* **Tarefas**
1. Na reportagem sobre o pedido de afastamento de Ricardo Salles, reescreva de forma mais concisa o parágrafo que começa com "Como se trata de ação de improbidade administrativa", mantendo os fatos principais.
2. Traduza para o inglês a seguinte frase da reportagem sobre o pedido de afastamento de Ricardo Salles: "A pasta também disse que a ação não traz acusações novas — apenas casos que já teriam sido rejeitados pela Justiça."
3. Segundo a reportagem sobre o pedido de afastamento de Ricardo Salles, explique em até três frases por que os procuradores do MPF pediram que ele deixasse o cargo de ministro do Meio Ambiente.
___ Página ___
Na ação, o MPF relaciona várias ações de Ricardo Salles à
frente do Ministério do Meio Ambiente que favoreceriam a desestruturação da
política ambiental no Brasil
Por André Shalders - @andreshalders
Da BBC News Brasil em Brasília
Procuradores do Ministério Público Federal (MPF) pediram
nesta segunda-feira (6) o afastamento de Ricardo Salles do posto de ministro do
Meio Ambiente. Para os procuradores, Salles age com a intenção de desmontar a
proteção ao meio ambiente no país, incorrendo no ato de improbidade
administrativa.
Como se trata de ação de improbidade administrativa, o
processo correrá na 1ª Instância da Justiça Federal, em Brasília — o caso só
iria para o Supremo Tribunal Federal (STF) se fosse um processo criminal. A
ação (aqui, na íntegra) é movida por procuradores do Distrito Federal e também
por integrantes da Força-Tarefa Amazônia do MPF.
À BBC News Brasil, o Ministério do Meio Ambiente (MMA) disse
que a ação dos procuradores é baseada em "evidente viés
político-ideológico" e que se trata de uma "clara tentativa de
interferir em políticas públicas do Governo Federal".
A pasta também disse que a ação não traz acusações novas —
apenas casos que já teriam sido rejeitados pela Justiça.
"As alegações são um apanhado de diversos outros
processos já apreciados e negados pelo Poder Judiciário, uma vez que seus
argumentos são improcedentes", diz o MMA, em nota.
Na ação, o MPF relaciona várias ações de Ricardo Salles à
frente do Ministério do Meio Ambiente que favoreceriam a desestruturação da
política ambiental no Brasil.
___ Registros fornecidos ___
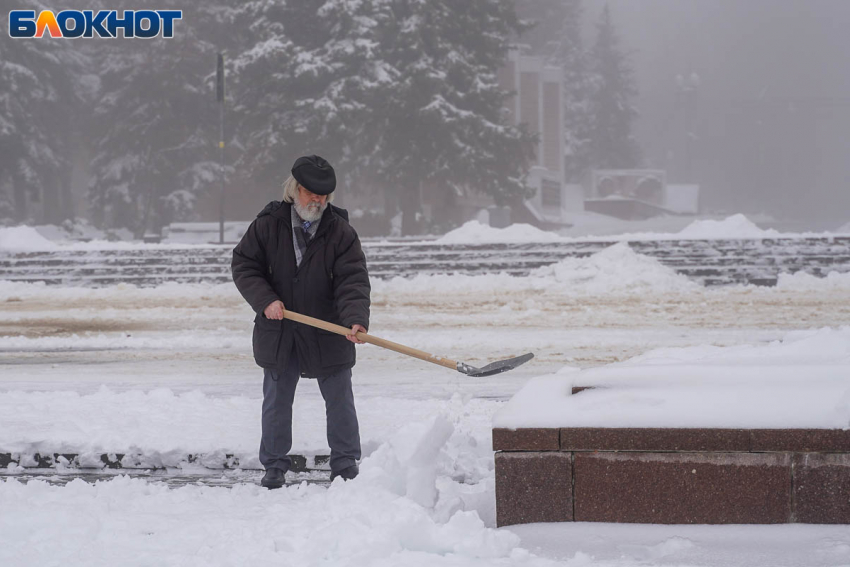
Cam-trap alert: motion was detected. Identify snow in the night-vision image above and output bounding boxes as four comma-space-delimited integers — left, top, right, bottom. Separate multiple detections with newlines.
0, 234, 850, 567
373, 242, 699, 295
0, 226, 58, 252
434, 220, 565, 244
0, 416, 528, 567
435, 212, 816, 244
493, 327, 850, 429
776, 272, 850, 292
677, 214, 780, 239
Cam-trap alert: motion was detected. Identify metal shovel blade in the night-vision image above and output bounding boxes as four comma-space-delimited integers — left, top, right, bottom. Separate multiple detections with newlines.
457, 352, 534, 376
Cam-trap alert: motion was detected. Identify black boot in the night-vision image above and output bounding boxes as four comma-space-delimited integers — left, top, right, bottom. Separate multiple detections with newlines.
260, 468, 286, 490
331, 465, 360, 482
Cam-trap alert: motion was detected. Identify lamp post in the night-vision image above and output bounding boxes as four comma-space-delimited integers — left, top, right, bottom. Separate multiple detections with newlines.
215, 53, 224, 244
___
* **Respostas**
1. Por ser uma ação de improbidade administrativa, e não um processo criminal, o caso tramitará na 1ª Instância da Justiça Federal, em Brasília, e não no STF. A ação é movida por procuradores do Distrito Federal e por integrantes da Força-Tarefa Amazônia do MPF.

2. The ministry also said that the lawsuit brings no new accusations — only cases that had reportedly already been rejected by the courts.

3. Os procuradores afirmam que Salles age com a intenção de desmontar a proteção ao meio ambiente no país. Com isso, segundo eles, o ministro incorre em ato de improbidade administrativa.